TASK :: Please copy out everything from the entry containing "Drop a marker on every instance of the person wearing" down to the end of the entries, requests included, scaling each point coordinate in the answers by 0.7 and rounding to whole numbers with halves going up. Leave the numbers in the requests, including their sample points, unchanged.

DATA PROVIDED ::
^^^^^^^^

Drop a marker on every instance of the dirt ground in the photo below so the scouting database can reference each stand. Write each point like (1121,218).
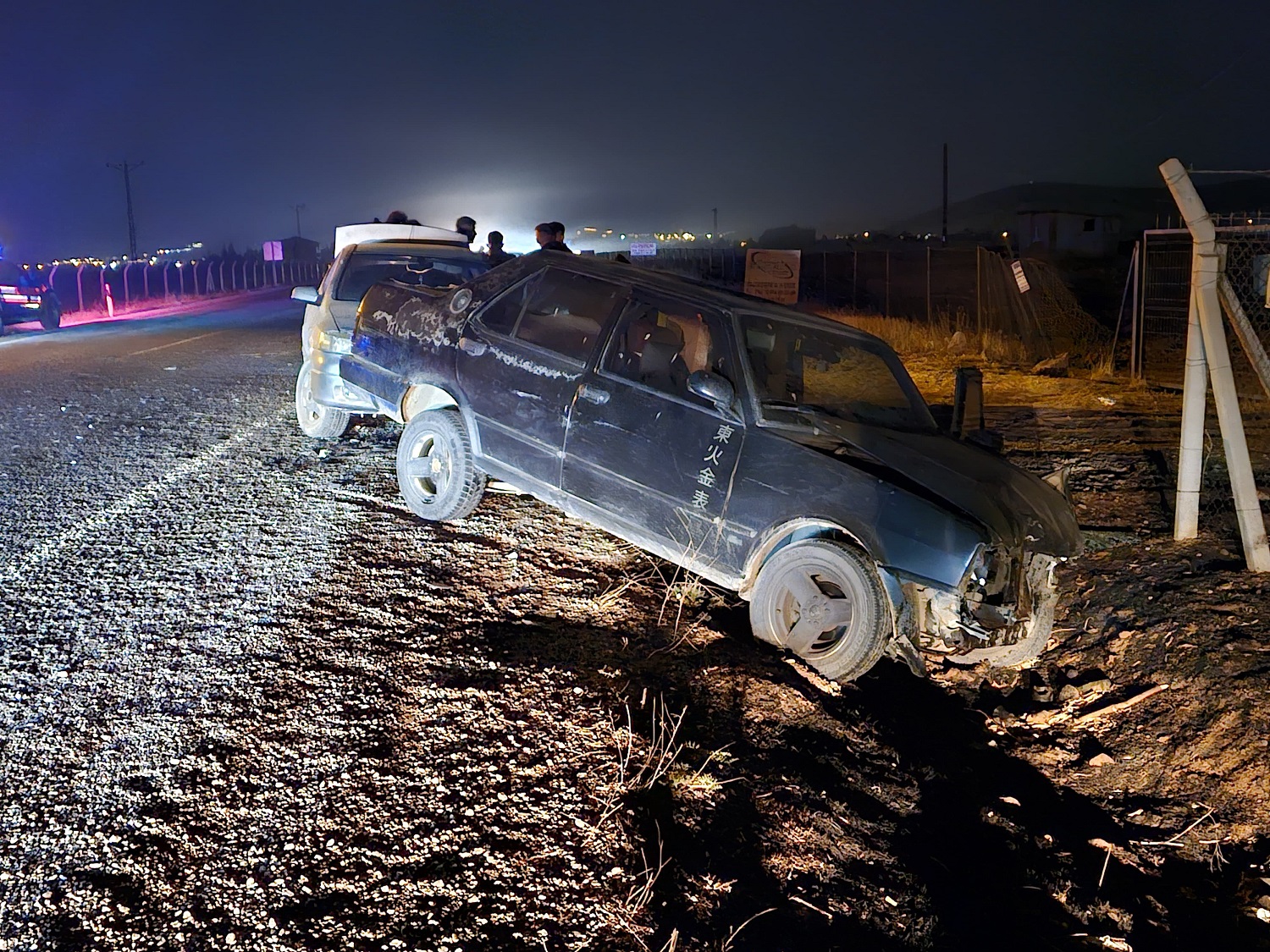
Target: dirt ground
(249,701)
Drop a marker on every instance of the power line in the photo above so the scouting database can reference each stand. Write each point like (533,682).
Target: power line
(127,192)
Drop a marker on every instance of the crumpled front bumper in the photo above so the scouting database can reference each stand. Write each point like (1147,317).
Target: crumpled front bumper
(332,390)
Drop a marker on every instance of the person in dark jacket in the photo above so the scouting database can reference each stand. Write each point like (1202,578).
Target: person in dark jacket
(550,236)
(495,254)
(467,226)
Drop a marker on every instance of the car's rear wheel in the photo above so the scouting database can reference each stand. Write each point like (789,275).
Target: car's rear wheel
(317,419)
(825,602)
(436,470)
(50,314)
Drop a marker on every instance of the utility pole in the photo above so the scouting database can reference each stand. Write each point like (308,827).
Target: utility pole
(944,231)
(127,192)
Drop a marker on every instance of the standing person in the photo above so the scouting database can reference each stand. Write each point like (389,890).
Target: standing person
(549,239)
(467,226)
(497,256)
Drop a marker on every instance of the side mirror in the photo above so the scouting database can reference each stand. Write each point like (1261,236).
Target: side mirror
(713,388)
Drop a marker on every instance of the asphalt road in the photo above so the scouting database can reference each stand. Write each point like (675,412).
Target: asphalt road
(243,696)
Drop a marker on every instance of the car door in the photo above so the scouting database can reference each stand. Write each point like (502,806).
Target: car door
(520,363)
(654,457)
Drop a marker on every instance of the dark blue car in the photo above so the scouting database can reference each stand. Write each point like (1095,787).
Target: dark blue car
(784,456)
(25,297)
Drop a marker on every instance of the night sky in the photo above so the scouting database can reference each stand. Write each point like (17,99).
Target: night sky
(637,116)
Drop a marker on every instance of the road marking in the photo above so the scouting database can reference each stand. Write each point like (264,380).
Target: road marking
(37,556)
(164,347)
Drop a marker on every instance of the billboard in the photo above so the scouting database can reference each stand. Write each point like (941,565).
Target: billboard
(772,274)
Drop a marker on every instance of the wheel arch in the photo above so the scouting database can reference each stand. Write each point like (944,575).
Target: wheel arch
(820,528)
(789,532)
(421,398)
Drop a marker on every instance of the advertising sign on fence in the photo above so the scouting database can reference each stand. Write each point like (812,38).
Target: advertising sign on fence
(772,274)
(1020,278)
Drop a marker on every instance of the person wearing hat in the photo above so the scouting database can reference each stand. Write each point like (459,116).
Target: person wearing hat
(550,236)
(495,254)
(467,226)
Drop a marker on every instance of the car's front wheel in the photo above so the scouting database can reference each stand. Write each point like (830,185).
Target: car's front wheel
(825,602)
(436,470)
(317,419)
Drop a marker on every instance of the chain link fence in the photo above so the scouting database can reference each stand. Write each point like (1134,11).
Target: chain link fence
(1160,343)
(962,289)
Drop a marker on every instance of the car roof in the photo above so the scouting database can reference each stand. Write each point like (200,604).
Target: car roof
(460,254)
(384,231)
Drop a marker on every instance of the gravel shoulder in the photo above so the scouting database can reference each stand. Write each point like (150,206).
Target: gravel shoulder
(248,700)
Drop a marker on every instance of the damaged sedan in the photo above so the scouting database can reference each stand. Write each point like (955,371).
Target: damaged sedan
(780,454)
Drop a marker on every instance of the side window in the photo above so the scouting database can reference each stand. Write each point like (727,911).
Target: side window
(502,315)
(660,344)
(566,311)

^^^^^^^^

RESPONSE ::
Drop a marker on every instance of the person wearing hat in the photo above so the scouting database can reference each stand. Write each point like (459,116).
Target: person wearing hat
(385,165)
(347,178)
(327,158)
Drop a marker on every instance of the car's front wheel in the photo above so the scouting database can reference each stand. Write each point like (830,185).
Target: car's front wheel
(578,421)
(305,329)
(222,293)
Drop a marker on every instance of the chain link fence in the photo above so the scouting database can reference each stand. Write each point like (1134,11).
Target: chain link fence
(812,240)
(673,202)
Drop a marker on every instance of the car roof in the photo above so the scouting database can reference each stand. Write each point like (200,604).
Target: car roof
(322,178)
(269,162)
Drop a marker on every instance of the gravel shoulder in the photo above so the scouting database can reference each stand. Write each point like (150,206).
Target: gravel shoulder
(174,490)
Drop a marker on every instance of the damaged sedan in the photo above so the scouting database can reference each stand. Write each point like (955,371).
Target: damaged sedan
(546,318)
Drop a marker on every instance of the side window in the photo above so the scouting database can reference each stand. Write each point like (727,911).
Target: side window
(351,221)
(462,241)
(396,218)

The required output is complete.